BRIEF |
Carry on writing the abstract about predicting lung cancer survival from SEER data, beginning right after its final sentence.

START PASSAGE FOR REVIEW

Abstract:
Outcomes for cancer patients have been previously estimated by applying various machine
learning techniques to large data-sets such as the Surveillance, Epidemiology, and End Results
(SEER) program database. In particular for lung cancer, it is not well understood which types of
techniques would yield more predictive information, and which data attributes should be used
in order to determine this information. In this study, a number of supervised learning techniques
are applied to the SEER database to classify lung cancer patients in terms of survival, including Multi-Layer Perception (MLP), Long Short Term Memory (LSTM) and Deep belief model
(DBM). Key data attributes in applying these methods include tumor grade, tumor size, gender,
age, stage, and the number of primaries, with the goal to enable comparison of predictive power
between the various methods. The prediction is treated like a continuous target, rather than a
classification into categories as the first step towards improving survival prediction. Several
types of research have been performed on the current topic and the best result was achieved
using Custom ensemble with RMSE value 15.30. The LSTM Neural Network was trained and
tested in order to improve the accuracy of the predication and the below results were achieved.

END PASSAGE FOR REVIEW
START SUPPLIED INFORMATION

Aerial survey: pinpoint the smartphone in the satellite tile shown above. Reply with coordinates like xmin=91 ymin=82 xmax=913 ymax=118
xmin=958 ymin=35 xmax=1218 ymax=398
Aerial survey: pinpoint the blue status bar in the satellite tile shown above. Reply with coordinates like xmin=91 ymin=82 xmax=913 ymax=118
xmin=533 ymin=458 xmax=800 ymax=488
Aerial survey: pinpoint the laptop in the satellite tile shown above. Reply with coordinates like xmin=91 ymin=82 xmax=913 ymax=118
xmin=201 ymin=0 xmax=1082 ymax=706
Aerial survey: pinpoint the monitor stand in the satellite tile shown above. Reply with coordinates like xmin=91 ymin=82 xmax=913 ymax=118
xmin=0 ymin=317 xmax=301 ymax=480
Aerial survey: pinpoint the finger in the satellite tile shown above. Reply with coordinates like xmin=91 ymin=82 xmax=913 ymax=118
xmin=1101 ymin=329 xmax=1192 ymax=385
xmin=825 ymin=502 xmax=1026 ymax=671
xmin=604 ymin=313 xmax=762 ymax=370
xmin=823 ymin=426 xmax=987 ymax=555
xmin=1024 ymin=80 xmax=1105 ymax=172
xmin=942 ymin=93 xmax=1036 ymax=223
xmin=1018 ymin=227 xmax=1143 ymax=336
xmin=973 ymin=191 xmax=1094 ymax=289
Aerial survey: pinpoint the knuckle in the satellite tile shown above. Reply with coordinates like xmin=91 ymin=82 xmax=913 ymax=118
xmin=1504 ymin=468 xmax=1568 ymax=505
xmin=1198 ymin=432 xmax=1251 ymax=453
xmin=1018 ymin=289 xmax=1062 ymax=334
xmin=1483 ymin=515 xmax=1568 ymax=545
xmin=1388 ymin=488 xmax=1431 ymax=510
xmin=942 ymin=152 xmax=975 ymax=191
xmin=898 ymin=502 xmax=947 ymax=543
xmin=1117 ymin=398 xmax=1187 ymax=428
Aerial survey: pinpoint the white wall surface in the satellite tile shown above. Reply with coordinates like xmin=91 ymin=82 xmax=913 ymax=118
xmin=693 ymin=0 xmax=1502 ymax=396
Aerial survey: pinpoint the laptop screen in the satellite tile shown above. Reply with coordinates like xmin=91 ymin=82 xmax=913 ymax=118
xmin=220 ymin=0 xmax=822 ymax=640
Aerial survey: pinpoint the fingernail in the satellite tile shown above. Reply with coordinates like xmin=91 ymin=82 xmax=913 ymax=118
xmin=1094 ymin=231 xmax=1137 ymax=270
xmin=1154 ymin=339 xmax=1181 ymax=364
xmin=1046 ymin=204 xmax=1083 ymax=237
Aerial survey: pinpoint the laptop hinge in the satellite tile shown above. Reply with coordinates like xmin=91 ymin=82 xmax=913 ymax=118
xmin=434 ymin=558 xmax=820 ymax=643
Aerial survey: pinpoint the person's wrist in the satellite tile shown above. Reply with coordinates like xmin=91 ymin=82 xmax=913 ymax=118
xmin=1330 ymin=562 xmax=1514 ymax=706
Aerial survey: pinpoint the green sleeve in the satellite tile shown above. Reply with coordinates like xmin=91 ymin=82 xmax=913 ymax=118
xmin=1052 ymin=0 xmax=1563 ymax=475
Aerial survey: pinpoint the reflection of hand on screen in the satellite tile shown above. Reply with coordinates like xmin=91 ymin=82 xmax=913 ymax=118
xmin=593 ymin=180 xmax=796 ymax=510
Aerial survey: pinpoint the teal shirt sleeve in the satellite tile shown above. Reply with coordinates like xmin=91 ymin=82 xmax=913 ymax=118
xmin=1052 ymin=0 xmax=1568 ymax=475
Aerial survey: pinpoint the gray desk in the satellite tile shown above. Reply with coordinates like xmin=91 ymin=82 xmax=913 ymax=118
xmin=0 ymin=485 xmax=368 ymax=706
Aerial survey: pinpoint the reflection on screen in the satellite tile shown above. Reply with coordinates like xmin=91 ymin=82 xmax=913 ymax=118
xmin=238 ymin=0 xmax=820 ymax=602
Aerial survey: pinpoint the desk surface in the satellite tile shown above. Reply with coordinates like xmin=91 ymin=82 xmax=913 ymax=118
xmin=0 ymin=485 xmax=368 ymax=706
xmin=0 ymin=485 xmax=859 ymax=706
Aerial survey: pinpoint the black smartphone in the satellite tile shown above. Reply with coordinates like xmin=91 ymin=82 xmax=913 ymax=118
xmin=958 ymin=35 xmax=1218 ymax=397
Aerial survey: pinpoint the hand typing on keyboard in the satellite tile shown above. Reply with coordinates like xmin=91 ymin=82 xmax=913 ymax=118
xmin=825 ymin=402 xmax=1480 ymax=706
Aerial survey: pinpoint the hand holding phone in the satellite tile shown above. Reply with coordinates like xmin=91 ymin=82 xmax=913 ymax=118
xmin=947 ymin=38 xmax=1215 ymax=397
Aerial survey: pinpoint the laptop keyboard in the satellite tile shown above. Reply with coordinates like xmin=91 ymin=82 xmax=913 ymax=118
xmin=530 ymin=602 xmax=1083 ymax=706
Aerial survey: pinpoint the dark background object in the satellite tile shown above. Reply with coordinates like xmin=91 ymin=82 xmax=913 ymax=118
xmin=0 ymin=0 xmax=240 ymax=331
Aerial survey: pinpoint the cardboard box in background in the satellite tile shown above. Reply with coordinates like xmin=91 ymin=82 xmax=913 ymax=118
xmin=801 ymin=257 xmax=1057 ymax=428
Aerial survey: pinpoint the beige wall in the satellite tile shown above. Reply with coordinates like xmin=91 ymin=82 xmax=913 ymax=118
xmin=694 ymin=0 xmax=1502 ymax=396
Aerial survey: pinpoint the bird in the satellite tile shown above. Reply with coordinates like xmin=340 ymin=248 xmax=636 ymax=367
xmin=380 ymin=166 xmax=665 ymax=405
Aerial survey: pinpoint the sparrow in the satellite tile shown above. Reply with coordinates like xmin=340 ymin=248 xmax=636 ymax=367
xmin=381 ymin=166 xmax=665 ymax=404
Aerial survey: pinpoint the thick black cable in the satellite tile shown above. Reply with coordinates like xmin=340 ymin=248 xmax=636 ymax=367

END SUPPLIED INFORMATION

TASK OUTPUT |
The dataset with more than a hundred thousand instances on lung cancer patients’ details was
downloaded from the SEER training model, National Cancer Institute and principal components for training were identified using Principal Component Analysis (PCA). The data was
divided into 75% as training data and rest for testing. The best performing technique was Long
Short Memory (LSTM) with a Root Mean Square Error (RMSE) value of 10.53 months.10 fold
cross-validation was performed over the dataset and results were taken. This results proven that
LSTM Neural Network can be successfully used for estimating patient survival time with the
ultimate goal to inform patient care decisions.